§ **Work to complete**
Copy out only the part of the records that opens with the line containing "find the green" and closes with the line containing "left=0, top=251, right=14, bottom=263", both lines included. Leave the requests and their sample coordinates unchanged, but multiply every bounding-box coordinate in the answers by 1.1 and round each result to a whole number, with halves rounded up.

# START OF Source material

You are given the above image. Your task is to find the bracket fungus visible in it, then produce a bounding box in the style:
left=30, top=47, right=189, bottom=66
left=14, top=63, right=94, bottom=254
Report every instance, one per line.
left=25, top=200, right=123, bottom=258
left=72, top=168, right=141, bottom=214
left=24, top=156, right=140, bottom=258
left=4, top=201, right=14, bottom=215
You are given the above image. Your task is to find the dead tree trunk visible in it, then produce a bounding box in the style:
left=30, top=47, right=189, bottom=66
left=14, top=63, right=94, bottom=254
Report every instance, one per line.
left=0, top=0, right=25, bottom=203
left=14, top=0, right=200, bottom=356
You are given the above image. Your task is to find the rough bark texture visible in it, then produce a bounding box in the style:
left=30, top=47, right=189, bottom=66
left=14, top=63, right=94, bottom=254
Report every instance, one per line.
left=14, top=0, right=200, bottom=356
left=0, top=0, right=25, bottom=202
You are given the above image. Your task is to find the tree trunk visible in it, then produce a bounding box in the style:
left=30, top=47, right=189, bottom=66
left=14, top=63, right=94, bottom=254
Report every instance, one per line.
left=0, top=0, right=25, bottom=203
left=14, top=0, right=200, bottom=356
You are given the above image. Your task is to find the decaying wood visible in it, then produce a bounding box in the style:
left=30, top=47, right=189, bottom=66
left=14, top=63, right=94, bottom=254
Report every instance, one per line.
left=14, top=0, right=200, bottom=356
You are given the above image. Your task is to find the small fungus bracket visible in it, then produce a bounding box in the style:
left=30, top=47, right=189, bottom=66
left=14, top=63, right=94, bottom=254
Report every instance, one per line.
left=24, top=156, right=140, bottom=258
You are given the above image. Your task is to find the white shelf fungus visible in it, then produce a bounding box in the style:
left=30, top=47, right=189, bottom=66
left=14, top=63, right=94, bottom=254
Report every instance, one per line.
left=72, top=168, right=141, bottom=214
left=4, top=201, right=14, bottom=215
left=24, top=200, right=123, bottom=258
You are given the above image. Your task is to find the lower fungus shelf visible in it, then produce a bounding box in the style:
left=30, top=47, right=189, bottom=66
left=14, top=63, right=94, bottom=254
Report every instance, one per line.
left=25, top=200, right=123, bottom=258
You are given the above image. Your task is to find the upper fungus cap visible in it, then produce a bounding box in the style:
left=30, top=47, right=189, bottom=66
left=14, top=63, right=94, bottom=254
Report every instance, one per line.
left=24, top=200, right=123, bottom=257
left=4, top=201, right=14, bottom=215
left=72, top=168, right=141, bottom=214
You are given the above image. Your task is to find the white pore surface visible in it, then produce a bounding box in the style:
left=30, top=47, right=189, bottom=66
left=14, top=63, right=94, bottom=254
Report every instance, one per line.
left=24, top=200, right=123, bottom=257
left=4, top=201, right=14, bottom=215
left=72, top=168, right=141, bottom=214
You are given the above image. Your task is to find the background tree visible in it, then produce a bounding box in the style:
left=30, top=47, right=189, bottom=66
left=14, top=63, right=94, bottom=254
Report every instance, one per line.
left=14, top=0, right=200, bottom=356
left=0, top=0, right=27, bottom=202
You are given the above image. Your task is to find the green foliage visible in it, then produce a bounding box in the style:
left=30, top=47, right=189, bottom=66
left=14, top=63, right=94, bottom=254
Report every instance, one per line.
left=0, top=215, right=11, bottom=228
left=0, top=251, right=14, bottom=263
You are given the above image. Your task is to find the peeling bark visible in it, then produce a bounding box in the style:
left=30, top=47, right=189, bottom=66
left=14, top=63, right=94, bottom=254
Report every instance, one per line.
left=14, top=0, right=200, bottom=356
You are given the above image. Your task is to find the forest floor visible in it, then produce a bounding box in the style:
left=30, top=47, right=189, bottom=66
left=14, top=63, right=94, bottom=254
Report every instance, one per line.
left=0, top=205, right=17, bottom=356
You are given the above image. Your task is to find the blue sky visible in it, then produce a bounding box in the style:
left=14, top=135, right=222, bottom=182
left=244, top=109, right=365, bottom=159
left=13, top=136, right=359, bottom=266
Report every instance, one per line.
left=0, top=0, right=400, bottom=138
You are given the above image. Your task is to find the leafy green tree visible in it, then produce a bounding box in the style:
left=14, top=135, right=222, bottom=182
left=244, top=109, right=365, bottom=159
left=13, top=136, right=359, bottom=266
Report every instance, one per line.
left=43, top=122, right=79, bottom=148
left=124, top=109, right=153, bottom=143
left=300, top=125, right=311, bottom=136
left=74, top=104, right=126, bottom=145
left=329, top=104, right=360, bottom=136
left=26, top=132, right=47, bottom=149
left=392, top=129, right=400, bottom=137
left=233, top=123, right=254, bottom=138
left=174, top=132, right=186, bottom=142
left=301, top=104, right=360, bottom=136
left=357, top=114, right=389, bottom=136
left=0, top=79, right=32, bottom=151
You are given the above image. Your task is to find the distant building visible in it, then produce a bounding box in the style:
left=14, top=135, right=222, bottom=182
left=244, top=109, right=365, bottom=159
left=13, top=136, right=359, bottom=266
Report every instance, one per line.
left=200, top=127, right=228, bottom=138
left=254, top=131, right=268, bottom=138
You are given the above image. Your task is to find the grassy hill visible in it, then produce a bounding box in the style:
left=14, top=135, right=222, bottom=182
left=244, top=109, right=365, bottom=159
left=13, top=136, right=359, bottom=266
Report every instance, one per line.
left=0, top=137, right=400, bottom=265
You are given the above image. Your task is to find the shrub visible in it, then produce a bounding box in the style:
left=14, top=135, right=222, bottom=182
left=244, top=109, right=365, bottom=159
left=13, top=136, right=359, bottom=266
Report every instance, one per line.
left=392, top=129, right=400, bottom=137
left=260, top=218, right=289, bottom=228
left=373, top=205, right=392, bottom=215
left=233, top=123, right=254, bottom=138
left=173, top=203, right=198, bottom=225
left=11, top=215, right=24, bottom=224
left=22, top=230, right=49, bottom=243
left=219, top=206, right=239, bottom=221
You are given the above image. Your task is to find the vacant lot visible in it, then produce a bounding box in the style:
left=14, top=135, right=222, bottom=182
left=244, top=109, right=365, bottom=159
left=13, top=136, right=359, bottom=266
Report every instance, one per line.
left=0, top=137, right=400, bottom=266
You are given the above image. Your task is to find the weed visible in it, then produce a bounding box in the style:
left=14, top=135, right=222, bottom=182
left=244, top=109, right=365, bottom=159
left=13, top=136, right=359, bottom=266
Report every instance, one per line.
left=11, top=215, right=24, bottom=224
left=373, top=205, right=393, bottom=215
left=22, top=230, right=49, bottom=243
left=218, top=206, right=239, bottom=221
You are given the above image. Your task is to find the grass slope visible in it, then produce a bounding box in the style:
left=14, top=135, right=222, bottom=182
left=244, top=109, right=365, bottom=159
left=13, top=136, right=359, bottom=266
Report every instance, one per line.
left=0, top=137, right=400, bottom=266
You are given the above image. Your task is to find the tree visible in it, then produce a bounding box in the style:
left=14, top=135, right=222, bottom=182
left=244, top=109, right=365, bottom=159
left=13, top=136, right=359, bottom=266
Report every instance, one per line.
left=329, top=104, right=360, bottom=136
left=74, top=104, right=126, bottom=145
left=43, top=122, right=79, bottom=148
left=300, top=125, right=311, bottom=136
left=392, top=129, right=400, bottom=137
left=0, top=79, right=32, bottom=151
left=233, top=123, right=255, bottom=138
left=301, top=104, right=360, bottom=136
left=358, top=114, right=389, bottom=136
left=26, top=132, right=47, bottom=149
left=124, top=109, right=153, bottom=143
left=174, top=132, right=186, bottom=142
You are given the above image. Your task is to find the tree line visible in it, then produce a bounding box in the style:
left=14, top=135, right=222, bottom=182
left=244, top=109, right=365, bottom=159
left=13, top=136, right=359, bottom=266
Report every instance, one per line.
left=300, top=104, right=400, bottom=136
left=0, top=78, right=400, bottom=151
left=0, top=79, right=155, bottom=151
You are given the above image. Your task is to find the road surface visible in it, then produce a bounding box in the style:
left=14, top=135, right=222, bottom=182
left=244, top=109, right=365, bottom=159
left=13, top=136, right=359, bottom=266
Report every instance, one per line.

# END OF Source material

§ **The answer**
You are given the above image. Your task is to find the green foliage visible in it, then produce a bounding box in the style:
left=30, top=47, right=189, bottom=66
left=14, top=63, right=94, bottom=254
Report every instance, one per line.
left=0, top=237, right=12, bottom=251
left=0, top=276, right=15, bottom=289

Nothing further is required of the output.